*ASSIGNED TASK:* Find "Zoom in on green ribbon" and "Zoom in on green grass" in the records below. Copy the lines holding them and every line between, exactly, and no others.

*DATA EXTRACT:*
■ ■ ■ ■ ■ ■ ■
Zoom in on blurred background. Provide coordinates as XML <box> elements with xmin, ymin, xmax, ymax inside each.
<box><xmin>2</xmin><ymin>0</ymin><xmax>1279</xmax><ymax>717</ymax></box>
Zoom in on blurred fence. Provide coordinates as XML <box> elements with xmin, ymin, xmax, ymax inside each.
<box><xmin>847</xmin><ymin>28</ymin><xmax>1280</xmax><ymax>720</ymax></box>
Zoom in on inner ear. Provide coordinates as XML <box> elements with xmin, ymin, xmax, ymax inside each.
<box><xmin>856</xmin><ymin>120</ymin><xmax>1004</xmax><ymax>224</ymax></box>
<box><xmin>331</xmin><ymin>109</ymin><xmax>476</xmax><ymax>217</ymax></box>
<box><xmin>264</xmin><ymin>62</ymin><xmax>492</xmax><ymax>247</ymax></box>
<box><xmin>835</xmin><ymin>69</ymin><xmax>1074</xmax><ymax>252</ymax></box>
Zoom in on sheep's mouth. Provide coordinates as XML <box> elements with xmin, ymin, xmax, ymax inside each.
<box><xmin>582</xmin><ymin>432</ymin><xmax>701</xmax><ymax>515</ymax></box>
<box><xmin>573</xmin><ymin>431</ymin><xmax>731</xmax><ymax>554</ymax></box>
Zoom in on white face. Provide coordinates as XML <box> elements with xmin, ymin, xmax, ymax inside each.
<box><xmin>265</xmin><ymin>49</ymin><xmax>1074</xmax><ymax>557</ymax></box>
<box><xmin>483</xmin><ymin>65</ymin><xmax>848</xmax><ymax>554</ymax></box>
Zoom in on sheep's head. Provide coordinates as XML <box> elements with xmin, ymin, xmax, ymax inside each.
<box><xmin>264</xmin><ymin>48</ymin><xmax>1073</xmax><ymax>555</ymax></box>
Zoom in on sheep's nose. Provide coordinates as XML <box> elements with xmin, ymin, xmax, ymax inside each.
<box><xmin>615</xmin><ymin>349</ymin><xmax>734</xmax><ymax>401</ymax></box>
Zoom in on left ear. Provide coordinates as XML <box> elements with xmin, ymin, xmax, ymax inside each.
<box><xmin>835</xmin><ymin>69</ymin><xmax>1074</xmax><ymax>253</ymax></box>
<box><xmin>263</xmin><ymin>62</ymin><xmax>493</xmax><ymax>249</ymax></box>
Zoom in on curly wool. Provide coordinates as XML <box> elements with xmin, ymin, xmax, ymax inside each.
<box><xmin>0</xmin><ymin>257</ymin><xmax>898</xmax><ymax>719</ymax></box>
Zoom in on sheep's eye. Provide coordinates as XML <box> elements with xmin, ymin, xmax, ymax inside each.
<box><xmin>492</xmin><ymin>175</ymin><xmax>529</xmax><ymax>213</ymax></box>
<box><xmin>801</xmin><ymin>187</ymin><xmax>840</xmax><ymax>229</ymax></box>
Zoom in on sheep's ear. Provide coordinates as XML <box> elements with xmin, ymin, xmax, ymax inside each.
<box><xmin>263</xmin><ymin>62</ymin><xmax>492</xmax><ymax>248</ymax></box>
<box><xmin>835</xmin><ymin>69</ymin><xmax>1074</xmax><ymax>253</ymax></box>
■ ■ ■ ■ ■ ■ ■
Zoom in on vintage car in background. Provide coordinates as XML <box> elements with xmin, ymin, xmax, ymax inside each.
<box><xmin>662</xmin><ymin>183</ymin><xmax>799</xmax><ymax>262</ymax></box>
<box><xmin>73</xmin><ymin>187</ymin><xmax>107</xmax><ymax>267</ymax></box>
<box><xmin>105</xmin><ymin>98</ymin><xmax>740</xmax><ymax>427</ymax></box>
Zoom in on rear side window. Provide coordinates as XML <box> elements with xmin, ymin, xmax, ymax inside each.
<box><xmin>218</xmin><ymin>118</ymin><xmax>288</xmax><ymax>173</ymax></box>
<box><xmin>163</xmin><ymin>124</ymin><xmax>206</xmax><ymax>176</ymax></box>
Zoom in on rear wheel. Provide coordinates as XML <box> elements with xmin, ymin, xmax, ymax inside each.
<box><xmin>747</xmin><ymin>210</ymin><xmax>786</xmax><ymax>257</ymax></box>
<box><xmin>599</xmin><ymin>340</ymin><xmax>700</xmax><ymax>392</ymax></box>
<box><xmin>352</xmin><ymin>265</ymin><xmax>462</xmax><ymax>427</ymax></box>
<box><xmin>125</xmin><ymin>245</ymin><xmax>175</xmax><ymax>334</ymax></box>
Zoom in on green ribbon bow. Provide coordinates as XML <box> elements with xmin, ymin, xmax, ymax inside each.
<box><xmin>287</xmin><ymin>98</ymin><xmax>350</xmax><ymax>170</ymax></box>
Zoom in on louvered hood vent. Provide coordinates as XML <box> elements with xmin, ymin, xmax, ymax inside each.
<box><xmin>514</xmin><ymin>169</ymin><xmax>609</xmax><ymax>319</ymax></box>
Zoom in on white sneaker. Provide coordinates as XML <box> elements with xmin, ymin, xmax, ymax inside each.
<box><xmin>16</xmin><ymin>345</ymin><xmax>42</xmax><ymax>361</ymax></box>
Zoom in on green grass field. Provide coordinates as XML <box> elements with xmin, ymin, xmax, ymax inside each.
■ ■ ■ ■ ■ ■ ■
*RESULT BELOW:*
Zoom in on green ribbon bow. Provide coordinates as XML <box> elements with xmin, ymin, xmax, ymax inside each.
<box><xmin>287</xmin><ymin>98</ymin><xmax>350</xmax><ymax>170</ymax></box>
Zoom in on louvered hood vent. Provide coordinates as XML <box> elements with xmin, ymin, xmax, ymax inside each.
<box><xmin>514</xmin><ymin>169</ymin><xmax>609</xmax><ymax>319</ymax></box>
Zoom in on white sneaker. Provide coordinates as XML <box> elements with xmin, ymin, xmax, ymax inside each.
<box><xmin>16</xmin><ymin>345</ymin><xmax>42</xmax><ymax>361</ymax></box>
Zoom in on green grass field. Provide coordinates as XML <box> elements with xmin, ymin, xmax, ymax inside each.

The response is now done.